## Tujuan Latihan
Tuliskan tanpa perubahan bagian teks tentang Persib Bandung yang dimulai dari "SEANDAINYA saya seorang" dan berakhir pada "bermimpi seperti itu?".

---------- Teks Bacaan

SEANDAINYA saya seorang kaya raya dan memiliki uang trilyunan rupiah, Persib Bandung akan saya beli. Kemudian saya akan menyulam mimpi indah, membawa Maung Bandung ke tangga juara kompetisi Liga Super Indonesia (LSI) dan berlanjut memuncaki Champions Asia.
Tidak itu saja, saya juga, menghendaki semua pemain Persib bisa terpanggil ke tim nasional Indonesia dan tim nasional negeri lain tempat pemain asing saya berasal. Sebagai pemilik, saya menghendaki prestasi sepakbola yang paripurna. Hebat di ajang kompetisi dan pemainnya terkenal di timnas negaranya masing-masing.
Kenapa saya harus bermimpi seperti itu?
Karena sepakbola adalah sebuah keyakinan yang teguh. Saya coba membayangkan bagaimana suasana jiwa tetangga saya, Ceu Imas saat nonton Persib di TV. Suasana hatinya pasti meraja senang saat Maung Bandung bisa memenangkan pertandingan. Tapi, sebaliknya, jika Persib kalah, Ceu Imas menyemburkan sumpah serapah dan caci maki. Bila perlu melemparkan dan membantingkan asbak ke layar tv.
Caci maki dan sumpah serapah dalam sepakbola menjadi bagian yang tak bisa ditawar-tawar lagi. Menjadi keseharian dan warna yang menonjol disetiap gelaran sepakbola dipentas nasional. Mulai dari yel-yel dan pekik wasit goblog hingga pelatih gelo, meluncur bak air terjun.
Selain itu, sepakbola benar-benar menjadi raja diraja budaya manusia terkini. Orkestra sepakbola mampu menyihir manusia menjadi lupa akan segala-galanya. Pemainnya akan terus berusaha menyodorkan kemenangan dan permainan indah, demi memuaskan penontinnya dan menghindari kekecewaan yang mendalam dari para pemujanya.

--------------------
---------- Baris Data

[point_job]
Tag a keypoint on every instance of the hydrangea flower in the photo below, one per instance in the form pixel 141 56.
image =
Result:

--------------------
---------- Baris Data

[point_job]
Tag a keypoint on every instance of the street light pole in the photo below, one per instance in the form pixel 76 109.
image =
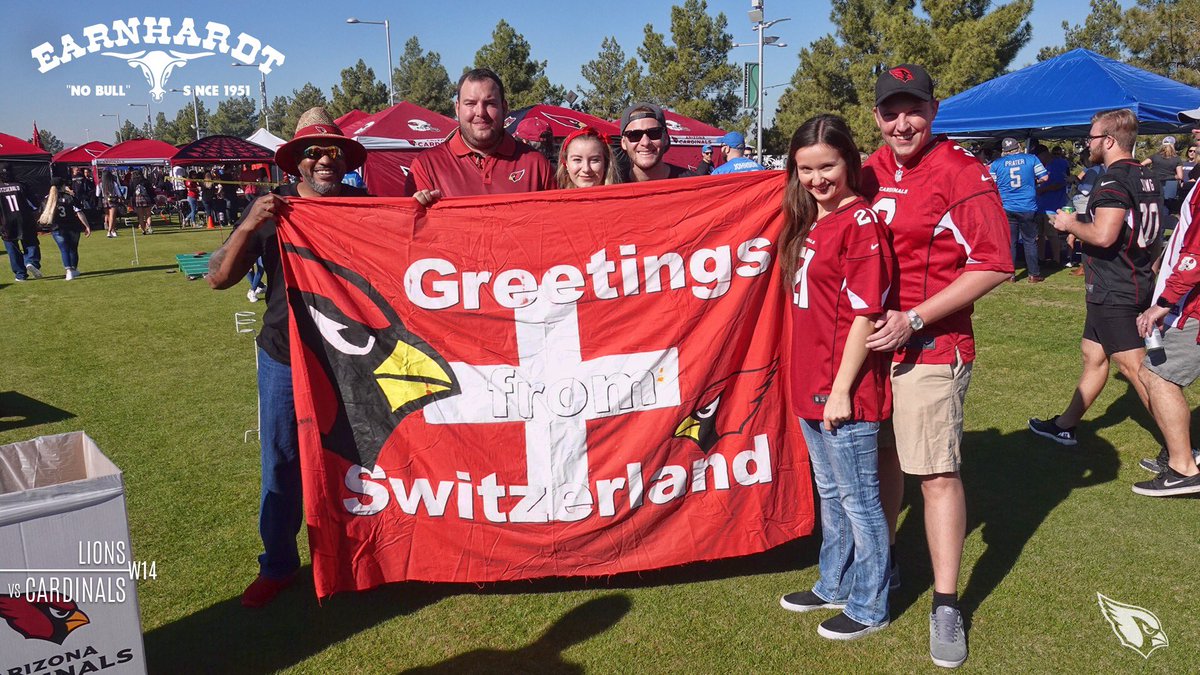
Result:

--------------------

## Jawaban
SEANDAINYA saya seorang kaya raya dan memiliki uang trilyunan rupiah, Persib Bandung akan saya beli. Kemudian saya akan menyulam mimpi indah, membawa Maung Bandung ke tangga juara kompetisi Liga Super Indonesia (LSI) dan berlanjut memuncaki Champions Asia.
Tidak itu saja, saya juga, menghendaki semua pemain Persib bisa terpanggil ke tim nasional Indonesia dan tim nasional negeri lain tempat pemain asing saya berasal. Sebagai pemilik, saya menghendaki prestasi sepakbola yang paripurna. Hebat di ajang kompetisi dan pemainnya terkenal di timnas negaranya masing-masing.
Kenapa saya harus bermimpi seperti itu?